* [THE TASK]: Scan the entries for lines with the word "firefighter", then copy those lines.

┌─ DATA FOR REVIEW

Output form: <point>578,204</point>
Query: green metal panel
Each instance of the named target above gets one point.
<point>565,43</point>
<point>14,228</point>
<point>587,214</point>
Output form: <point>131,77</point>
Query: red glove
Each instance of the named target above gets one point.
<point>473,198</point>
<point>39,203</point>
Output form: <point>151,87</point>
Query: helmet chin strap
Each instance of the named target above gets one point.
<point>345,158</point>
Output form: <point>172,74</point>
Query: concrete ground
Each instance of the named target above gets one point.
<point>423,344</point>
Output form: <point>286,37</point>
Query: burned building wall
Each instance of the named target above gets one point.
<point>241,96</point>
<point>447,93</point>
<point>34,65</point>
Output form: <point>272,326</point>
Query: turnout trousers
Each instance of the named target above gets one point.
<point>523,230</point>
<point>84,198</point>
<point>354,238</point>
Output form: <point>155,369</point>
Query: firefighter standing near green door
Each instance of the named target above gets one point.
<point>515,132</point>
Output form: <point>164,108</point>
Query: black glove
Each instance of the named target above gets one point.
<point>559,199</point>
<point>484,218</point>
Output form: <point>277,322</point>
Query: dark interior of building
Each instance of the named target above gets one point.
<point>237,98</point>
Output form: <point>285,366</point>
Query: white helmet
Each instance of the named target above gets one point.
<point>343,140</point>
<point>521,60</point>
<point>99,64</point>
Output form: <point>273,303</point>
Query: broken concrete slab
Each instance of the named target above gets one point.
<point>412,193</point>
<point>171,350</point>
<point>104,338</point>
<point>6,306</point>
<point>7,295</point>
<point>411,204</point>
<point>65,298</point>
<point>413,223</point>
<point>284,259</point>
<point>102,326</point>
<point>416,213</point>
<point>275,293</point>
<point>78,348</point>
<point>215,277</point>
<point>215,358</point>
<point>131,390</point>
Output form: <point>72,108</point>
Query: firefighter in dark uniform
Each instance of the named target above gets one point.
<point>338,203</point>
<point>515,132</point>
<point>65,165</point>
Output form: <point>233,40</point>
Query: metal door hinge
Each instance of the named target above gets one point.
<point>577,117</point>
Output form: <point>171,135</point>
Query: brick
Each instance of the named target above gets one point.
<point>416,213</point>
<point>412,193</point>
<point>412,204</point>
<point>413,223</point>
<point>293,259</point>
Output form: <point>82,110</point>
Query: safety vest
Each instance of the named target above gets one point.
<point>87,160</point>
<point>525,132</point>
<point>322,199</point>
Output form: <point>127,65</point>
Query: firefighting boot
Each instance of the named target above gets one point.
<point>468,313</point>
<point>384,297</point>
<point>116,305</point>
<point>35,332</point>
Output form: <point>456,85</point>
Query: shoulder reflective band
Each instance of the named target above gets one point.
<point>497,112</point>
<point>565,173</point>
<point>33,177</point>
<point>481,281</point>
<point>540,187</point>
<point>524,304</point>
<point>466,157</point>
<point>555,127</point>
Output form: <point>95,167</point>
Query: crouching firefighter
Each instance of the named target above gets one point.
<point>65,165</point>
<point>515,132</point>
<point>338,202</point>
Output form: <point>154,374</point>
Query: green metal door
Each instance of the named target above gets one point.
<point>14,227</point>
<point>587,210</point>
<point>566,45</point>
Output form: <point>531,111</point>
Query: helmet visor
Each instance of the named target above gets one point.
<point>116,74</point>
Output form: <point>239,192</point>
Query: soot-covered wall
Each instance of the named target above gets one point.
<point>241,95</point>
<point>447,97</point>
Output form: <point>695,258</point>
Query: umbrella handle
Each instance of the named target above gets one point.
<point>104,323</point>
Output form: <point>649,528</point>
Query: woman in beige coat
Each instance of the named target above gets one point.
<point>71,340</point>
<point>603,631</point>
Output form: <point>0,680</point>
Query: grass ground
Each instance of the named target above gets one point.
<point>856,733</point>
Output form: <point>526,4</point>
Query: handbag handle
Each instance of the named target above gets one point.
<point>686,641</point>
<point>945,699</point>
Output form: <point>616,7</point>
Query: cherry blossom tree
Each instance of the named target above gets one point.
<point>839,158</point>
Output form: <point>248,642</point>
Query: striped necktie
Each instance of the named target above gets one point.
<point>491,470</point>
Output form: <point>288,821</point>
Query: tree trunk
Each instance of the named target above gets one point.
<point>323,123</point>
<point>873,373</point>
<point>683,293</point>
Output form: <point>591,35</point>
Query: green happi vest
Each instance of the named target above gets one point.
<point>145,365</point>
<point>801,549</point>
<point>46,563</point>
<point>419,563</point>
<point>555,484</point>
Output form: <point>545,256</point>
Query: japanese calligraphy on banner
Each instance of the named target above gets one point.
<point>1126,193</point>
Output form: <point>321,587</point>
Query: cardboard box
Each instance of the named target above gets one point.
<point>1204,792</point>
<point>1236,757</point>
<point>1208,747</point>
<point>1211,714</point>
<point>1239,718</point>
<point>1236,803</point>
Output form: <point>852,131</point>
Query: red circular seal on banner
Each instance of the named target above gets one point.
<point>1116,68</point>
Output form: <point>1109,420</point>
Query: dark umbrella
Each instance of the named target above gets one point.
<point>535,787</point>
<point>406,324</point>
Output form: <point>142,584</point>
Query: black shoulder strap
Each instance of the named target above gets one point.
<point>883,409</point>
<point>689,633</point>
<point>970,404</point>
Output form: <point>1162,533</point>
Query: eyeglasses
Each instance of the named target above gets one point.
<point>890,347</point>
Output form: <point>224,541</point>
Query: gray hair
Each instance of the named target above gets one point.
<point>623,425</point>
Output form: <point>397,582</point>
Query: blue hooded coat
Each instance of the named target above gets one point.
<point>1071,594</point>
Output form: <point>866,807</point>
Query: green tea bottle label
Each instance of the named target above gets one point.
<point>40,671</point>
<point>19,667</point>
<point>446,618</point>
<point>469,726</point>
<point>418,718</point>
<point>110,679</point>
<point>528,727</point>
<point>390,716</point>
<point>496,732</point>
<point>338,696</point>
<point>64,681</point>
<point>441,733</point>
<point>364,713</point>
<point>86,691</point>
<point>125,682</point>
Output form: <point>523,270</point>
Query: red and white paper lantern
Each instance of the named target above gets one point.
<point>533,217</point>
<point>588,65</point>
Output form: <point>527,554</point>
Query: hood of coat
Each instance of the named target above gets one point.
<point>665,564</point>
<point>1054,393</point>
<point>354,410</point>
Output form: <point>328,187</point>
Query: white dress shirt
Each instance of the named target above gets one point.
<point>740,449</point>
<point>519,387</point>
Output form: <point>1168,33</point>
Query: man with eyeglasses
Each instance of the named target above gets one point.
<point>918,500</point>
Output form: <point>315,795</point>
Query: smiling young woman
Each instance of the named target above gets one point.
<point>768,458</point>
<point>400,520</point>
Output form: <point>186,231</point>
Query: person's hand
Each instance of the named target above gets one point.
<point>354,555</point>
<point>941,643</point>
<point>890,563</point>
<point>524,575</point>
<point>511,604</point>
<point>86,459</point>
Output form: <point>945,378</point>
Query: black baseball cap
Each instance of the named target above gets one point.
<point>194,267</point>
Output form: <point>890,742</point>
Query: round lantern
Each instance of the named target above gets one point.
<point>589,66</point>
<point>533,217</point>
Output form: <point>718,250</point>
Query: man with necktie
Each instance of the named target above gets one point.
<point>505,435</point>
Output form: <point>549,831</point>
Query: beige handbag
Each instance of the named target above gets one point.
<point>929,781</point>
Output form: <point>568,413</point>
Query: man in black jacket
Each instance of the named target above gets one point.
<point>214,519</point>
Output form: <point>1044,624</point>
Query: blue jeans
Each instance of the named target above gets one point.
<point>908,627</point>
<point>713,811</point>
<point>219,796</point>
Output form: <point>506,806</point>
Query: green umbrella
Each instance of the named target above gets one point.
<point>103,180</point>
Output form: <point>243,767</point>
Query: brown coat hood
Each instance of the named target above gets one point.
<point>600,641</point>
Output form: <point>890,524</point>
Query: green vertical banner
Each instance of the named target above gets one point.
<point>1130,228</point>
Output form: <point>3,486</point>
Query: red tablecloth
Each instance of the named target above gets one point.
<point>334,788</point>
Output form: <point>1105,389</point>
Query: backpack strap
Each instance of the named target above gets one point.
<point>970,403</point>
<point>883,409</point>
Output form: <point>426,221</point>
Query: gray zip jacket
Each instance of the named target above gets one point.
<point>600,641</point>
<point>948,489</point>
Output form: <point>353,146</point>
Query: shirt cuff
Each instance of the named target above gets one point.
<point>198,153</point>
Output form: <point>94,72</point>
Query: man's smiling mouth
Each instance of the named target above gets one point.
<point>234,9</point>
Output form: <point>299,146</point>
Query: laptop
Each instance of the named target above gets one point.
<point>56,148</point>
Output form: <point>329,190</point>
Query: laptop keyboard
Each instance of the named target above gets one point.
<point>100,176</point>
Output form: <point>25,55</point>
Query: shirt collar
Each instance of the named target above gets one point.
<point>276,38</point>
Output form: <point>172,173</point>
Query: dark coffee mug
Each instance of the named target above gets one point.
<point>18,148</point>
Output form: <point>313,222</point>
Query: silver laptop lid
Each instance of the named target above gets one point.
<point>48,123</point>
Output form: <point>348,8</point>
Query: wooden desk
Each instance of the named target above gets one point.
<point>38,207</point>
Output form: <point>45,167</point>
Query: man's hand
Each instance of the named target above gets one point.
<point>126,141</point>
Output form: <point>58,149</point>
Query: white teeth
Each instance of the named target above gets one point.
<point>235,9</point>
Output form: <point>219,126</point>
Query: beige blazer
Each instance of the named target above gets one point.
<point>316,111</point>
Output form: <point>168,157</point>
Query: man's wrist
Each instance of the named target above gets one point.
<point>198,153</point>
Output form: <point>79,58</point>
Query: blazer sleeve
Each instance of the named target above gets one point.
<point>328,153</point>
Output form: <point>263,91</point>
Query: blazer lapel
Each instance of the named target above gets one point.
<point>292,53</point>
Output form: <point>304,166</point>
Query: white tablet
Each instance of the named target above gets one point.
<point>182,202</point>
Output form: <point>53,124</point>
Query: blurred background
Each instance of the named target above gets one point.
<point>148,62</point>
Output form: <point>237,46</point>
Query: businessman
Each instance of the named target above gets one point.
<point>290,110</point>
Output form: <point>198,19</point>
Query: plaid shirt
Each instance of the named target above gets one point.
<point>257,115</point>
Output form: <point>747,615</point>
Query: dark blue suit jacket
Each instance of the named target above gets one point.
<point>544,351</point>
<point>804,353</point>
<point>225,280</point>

└─

* [RESULT OF THIS EXERCISE]:
Query: firefighter standing near green door
Query: firefighter in dark uniform
Query: crouching firefighter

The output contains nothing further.